### Exercise requirements
Count the lines in the material below that contain the word "door", and give only that number.
++++ Record set
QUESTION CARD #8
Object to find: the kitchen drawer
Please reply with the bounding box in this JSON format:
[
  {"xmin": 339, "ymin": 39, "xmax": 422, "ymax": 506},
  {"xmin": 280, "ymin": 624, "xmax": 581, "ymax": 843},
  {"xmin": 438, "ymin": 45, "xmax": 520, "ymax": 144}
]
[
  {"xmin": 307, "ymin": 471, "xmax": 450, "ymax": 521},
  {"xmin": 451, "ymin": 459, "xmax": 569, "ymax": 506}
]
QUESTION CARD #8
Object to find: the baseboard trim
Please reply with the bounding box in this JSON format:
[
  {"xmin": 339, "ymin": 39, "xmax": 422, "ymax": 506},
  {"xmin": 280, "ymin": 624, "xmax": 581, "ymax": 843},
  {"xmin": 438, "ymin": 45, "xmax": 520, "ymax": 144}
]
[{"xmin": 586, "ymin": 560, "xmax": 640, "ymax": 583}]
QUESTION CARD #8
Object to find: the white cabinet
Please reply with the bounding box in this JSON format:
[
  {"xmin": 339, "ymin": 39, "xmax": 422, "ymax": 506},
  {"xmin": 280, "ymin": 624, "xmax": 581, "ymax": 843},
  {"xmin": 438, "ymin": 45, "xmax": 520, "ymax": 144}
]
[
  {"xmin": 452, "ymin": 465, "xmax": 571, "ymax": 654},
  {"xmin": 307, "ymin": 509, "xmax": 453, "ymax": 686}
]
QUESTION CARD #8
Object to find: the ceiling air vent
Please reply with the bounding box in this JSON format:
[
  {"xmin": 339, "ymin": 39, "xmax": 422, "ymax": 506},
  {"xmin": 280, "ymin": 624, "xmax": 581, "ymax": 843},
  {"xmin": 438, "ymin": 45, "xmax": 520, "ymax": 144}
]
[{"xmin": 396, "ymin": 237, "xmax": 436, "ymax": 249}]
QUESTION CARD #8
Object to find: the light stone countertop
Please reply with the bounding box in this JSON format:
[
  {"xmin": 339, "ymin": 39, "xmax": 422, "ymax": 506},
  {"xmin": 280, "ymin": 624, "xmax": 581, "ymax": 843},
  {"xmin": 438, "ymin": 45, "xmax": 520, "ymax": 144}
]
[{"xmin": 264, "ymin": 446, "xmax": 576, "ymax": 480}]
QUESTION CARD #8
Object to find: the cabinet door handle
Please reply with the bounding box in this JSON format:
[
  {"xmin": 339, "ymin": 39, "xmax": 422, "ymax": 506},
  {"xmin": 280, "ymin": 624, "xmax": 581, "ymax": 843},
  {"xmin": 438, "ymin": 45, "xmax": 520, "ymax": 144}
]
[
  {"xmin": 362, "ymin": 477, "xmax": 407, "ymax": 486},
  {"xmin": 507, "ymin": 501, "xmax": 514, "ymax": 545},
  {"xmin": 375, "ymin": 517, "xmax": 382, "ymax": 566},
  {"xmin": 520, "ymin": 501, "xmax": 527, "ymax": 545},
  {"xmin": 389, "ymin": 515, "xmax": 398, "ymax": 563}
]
++++++++
++++ Record set
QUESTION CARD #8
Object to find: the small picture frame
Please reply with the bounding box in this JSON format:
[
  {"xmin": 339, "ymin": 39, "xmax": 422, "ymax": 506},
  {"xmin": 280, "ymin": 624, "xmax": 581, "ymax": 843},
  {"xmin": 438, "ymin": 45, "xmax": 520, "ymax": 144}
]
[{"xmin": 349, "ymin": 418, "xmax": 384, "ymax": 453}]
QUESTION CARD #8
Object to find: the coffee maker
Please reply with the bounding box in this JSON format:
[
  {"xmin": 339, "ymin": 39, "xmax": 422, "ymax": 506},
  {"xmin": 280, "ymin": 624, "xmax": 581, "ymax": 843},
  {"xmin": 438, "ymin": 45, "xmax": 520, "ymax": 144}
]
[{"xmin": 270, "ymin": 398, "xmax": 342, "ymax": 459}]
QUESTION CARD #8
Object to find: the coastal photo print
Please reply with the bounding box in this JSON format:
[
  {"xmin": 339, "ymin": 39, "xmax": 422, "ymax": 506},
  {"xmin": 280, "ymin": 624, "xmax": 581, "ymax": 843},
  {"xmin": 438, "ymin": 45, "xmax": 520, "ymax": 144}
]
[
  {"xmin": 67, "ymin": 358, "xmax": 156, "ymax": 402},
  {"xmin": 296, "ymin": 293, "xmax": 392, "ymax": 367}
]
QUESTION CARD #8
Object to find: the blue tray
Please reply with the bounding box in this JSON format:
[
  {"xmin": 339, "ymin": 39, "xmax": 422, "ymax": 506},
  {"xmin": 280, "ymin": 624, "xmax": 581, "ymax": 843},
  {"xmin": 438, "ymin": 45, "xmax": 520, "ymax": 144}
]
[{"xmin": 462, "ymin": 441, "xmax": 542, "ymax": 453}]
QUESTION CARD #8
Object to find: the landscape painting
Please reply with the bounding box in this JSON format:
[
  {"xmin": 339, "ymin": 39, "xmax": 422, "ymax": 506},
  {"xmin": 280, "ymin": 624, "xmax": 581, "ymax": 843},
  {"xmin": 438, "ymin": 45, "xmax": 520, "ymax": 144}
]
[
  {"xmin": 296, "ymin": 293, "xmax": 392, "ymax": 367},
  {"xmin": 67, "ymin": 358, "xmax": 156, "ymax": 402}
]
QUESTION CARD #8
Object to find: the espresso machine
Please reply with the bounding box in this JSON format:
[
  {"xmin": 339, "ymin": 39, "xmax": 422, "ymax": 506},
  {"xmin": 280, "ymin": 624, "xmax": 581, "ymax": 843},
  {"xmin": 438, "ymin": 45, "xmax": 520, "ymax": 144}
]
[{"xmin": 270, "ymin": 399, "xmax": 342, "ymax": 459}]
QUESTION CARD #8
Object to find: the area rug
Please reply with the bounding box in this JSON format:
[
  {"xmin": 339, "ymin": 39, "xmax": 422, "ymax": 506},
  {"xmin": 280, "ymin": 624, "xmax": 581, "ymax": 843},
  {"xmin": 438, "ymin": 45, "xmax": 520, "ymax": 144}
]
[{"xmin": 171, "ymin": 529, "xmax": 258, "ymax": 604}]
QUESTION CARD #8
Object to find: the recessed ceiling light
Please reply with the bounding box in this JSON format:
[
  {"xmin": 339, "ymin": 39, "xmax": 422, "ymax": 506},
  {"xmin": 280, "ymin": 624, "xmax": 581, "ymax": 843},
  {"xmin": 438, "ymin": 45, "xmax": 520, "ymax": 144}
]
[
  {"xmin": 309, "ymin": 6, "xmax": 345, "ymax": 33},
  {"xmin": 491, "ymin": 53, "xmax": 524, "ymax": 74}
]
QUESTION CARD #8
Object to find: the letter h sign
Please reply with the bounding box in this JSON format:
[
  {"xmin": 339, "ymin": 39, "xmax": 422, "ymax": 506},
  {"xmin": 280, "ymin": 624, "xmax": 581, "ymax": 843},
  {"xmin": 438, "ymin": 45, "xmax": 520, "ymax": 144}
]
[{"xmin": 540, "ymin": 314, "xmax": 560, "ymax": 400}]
++++++++
++++ Record set
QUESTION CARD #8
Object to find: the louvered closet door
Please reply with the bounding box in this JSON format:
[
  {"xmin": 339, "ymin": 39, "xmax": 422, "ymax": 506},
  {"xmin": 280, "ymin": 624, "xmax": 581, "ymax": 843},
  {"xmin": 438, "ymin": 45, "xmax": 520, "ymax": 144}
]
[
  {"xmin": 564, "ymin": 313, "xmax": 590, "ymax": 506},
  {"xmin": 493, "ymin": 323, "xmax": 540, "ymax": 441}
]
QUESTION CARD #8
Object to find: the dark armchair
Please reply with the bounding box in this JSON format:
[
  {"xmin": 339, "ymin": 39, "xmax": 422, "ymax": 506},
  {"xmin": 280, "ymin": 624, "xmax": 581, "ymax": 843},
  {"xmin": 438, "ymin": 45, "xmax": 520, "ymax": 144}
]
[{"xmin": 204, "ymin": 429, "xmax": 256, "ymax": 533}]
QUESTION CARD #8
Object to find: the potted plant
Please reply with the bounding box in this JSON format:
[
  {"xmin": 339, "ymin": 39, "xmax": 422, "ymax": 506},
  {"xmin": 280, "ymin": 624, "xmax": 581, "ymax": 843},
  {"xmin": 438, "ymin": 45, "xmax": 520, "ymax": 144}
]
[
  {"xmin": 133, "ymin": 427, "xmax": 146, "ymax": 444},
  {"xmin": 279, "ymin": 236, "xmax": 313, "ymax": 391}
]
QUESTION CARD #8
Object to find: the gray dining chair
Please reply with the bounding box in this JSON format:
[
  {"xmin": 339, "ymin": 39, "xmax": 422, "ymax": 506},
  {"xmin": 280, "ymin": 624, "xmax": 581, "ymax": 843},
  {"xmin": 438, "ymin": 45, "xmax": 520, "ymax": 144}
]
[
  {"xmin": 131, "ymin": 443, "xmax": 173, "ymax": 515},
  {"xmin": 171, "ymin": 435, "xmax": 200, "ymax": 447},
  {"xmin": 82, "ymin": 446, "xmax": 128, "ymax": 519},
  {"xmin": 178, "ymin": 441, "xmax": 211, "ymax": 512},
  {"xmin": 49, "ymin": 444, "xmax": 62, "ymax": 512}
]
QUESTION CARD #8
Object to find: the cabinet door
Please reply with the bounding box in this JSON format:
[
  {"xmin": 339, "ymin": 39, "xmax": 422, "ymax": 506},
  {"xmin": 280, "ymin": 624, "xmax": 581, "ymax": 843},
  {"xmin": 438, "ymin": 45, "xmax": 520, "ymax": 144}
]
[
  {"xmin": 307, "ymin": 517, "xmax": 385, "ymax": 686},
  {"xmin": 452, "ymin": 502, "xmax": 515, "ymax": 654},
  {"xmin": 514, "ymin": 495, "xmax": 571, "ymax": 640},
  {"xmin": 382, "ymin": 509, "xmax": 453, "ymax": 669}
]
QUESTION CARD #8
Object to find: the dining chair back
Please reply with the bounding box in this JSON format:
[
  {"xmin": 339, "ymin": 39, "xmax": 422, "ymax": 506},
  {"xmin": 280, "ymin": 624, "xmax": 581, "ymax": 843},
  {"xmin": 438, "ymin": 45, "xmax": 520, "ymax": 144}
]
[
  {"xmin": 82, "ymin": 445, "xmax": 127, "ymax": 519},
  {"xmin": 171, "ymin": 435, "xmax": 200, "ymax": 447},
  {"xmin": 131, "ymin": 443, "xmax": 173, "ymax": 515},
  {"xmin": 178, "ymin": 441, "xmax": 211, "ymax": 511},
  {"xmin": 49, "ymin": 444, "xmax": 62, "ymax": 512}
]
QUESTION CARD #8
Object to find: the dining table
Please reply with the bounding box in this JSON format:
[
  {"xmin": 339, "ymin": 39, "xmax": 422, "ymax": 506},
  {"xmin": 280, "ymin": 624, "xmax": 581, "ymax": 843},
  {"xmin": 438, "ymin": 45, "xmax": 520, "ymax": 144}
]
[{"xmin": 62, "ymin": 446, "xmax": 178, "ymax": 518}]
++++++++
### Task answer
3